> _Work request A_
According to the healthcare debate passage, what kind of payments does Dean prefer?
> _Work request B_
Resume the healthcare debate passage after its last sentence.
*** Opening Text passage ***
Most of the healthcare-centered discussion consisted of familiar exchanges between the Democrats calling for overhauling the country's healthcare system so it rewards quality and Republicans worrying about the cost of subsidizing coverage to millions of Americans.
Barrasso suggested Democrats were selling Americans a bill of goods because their Independent Payment Advisory Board would ration care while expanding Medicaid to millions of people wouldn't matter if no doctor will see them because reimbursements are too low. The former orthopedic surgeon recalled seeing Canadian patients who hypothetically had free care in their home country.
"It's like giving somebody a bus ticket when no bus is coming," he said of Medicaid
Dean said he didn't much like the IPAB provision either. The former physician prefers capitated payments to force providers to make more efficient healthcare choices.
Daschle answered that ideas put forward by Barrasso and other Republicans - selling insurance across state lines, tort reform - would get America to 5 in terms of access and affordability on a scale of 1 to 100.
*** Closing Text passage ***
*** Opening Supplied records ***
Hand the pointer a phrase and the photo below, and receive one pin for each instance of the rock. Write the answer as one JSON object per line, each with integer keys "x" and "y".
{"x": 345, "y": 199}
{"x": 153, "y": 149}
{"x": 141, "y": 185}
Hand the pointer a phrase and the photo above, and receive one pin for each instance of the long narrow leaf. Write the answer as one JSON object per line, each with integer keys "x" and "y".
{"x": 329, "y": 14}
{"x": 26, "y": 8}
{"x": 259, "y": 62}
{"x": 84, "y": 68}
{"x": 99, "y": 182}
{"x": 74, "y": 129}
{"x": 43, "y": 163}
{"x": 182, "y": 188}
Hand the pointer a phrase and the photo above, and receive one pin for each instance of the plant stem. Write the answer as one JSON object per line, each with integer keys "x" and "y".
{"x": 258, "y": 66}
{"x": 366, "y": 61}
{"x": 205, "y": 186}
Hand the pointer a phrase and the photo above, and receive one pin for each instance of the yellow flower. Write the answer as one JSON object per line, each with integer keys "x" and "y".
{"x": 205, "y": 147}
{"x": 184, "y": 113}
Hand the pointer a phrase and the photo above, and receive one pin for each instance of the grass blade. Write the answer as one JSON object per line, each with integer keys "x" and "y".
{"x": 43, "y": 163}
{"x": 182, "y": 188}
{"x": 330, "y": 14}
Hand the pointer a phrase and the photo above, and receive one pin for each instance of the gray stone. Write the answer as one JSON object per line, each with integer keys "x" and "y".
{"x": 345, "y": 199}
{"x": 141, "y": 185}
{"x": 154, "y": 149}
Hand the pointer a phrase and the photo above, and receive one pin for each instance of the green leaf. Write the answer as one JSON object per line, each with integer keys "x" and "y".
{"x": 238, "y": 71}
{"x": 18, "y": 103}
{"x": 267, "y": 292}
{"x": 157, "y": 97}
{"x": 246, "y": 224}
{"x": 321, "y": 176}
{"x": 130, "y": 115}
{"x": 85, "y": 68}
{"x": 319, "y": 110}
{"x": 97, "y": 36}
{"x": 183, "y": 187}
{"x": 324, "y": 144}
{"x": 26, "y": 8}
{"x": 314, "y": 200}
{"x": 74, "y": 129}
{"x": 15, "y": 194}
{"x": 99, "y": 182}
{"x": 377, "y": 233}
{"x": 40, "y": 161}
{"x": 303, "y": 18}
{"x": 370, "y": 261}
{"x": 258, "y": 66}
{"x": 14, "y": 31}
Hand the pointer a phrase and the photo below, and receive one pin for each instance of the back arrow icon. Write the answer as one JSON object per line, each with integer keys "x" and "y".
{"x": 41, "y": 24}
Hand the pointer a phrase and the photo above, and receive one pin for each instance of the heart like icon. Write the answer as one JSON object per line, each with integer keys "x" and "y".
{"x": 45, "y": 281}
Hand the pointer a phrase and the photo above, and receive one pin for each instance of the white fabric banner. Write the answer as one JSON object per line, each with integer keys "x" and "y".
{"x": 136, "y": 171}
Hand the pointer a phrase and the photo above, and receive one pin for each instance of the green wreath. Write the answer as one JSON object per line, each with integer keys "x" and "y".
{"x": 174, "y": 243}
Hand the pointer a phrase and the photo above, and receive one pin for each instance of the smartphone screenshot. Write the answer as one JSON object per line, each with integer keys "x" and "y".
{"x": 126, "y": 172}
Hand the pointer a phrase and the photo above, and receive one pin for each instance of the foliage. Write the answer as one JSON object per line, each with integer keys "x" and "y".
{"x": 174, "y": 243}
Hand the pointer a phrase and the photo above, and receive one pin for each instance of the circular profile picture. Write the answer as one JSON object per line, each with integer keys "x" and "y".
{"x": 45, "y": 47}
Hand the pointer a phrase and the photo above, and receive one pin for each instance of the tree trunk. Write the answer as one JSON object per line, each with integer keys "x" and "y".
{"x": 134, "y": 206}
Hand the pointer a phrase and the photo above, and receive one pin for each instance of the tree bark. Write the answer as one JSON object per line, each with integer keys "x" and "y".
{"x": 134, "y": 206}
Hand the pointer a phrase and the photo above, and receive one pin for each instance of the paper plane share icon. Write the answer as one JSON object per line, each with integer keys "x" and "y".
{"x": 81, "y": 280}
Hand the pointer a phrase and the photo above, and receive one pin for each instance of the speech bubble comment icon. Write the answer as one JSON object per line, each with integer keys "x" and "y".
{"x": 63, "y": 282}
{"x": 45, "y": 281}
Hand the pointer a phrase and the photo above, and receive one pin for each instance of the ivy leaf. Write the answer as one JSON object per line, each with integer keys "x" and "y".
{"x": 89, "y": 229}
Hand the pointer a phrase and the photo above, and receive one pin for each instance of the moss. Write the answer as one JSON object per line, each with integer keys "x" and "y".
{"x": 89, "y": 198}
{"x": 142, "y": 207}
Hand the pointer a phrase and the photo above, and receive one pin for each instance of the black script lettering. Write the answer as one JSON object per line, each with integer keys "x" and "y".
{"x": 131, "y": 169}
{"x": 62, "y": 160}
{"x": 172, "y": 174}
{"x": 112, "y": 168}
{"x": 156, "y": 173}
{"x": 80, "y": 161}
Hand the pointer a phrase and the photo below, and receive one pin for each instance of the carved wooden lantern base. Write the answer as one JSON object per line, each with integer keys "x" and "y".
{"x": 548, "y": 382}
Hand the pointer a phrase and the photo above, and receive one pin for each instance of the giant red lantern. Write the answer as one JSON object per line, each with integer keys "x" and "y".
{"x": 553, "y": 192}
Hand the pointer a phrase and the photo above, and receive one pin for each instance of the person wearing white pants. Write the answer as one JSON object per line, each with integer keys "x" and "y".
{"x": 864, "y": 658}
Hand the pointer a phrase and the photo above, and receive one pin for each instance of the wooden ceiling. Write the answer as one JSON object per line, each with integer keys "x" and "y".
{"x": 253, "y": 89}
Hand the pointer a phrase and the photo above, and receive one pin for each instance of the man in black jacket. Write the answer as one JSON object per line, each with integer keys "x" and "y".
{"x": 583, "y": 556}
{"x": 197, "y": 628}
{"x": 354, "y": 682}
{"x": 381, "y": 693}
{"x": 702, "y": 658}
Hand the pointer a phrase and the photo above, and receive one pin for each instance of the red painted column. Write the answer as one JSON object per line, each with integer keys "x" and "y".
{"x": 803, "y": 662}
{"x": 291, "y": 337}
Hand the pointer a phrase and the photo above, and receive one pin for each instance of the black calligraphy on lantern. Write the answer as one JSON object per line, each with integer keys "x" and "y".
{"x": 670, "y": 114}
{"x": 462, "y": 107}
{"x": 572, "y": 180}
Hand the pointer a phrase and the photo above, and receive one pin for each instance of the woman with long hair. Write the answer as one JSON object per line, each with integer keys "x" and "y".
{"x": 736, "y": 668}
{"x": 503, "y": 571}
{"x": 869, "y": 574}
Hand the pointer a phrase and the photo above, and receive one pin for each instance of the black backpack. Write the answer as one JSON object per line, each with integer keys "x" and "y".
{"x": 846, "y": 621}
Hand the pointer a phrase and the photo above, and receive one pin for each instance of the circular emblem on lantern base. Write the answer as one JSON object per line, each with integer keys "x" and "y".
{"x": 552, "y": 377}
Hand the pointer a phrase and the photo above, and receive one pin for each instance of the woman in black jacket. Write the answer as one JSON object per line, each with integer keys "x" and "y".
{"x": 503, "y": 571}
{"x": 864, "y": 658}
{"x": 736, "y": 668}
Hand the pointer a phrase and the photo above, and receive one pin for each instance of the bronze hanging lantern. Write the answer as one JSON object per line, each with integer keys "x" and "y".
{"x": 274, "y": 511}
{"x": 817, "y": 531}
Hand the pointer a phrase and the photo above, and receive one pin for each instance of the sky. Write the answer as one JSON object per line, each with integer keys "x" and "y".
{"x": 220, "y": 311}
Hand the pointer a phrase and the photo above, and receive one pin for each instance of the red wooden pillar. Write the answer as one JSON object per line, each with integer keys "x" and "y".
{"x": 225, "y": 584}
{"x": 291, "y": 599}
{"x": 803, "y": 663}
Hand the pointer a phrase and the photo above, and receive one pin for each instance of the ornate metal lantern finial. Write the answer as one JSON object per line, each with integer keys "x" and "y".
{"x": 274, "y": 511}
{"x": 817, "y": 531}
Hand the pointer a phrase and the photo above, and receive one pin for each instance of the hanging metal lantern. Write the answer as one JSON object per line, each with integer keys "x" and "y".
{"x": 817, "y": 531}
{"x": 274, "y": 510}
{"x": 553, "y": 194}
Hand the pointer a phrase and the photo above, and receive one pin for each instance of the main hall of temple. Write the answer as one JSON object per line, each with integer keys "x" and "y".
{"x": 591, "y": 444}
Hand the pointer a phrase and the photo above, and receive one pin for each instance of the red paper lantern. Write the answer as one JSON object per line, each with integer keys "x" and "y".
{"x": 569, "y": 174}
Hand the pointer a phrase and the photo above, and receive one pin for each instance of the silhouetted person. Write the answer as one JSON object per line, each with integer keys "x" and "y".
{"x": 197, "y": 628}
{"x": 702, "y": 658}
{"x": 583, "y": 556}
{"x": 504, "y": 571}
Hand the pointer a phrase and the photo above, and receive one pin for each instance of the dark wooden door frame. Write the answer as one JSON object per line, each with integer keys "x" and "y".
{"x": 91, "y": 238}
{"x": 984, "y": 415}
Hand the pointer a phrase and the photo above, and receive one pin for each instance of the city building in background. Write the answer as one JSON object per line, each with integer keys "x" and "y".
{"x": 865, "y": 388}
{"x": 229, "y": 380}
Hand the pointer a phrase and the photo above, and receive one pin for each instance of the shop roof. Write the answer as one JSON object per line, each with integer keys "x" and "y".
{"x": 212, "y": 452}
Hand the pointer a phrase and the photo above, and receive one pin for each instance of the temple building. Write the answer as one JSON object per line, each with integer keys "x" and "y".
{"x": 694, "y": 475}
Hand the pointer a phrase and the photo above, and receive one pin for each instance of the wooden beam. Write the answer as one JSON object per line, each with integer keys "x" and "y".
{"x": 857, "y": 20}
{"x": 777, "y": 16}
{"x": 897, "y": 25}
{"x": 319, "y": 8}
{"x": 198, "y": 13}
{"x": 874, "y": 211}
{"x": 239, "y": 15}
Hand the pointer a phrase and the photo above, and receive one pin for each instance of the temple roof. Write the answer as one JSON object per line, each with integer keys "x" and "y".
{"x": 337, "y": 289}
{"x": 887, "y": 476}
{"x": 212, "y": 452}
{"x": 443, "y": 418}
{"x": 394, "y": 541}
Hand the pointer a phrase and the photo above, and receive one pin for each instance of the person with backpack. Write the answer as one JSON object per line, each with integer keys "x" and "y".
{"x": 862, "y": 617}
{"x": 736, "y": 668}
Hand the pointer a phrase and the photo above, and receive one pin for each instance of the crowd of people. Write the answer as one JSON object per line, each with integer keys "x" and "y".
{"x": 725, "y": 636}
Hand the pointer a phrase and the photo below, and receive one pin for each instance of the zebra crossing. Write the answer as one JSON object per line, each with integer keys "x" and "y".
*** Closing Supplied records ***
> _Answer area A_
Capitated payments, to force providers to make more efficient healthcare choices.

> _Answer area B_
Dean, meanwhile, wondered why the GOP was so opposed to a healthcare law that has "very little substantive difference" with presidential candidate Mitt Romney's reforms in Massachusetts.
Predictably, the panelists disagreed on the law's impact on the 2010 elections.
Rove said that while the economy was the biggest factor in Democrats' midterm defeat, "the thing that popped [independents] over the top was the [Affordable Care Act]." He said it's the first major piece of legislation that's grown more unpopular one year after passage.
Dean offered a different take. He said voters in 2008 voted for "change we can believe in" but the process for passing the bill "was so transparent you could see all the deals being made."
And Daschle pointed out that people like individual parts of the bill.
The panel also addressed news that the 6th Circuit Court of Appeals ruled Wednesday that the law is constitutional. Dean said the individual mandate would probably get struck down by the Supreme Court, 5-4, but that this wouldn't really matter.
The panel also delved into 2012 politics.
Rove batted away a question about the Republican candidates — he said the primary field wouldn't be settled for eight to 12 months — but said the real news was polling that shows President Obama trailing a generic GOP candidate.
Dean thought Democrats would keep the White House and regain the House, but would probably lose the Senate, where 23 of the 33 seats up for reelection are held by Democrats.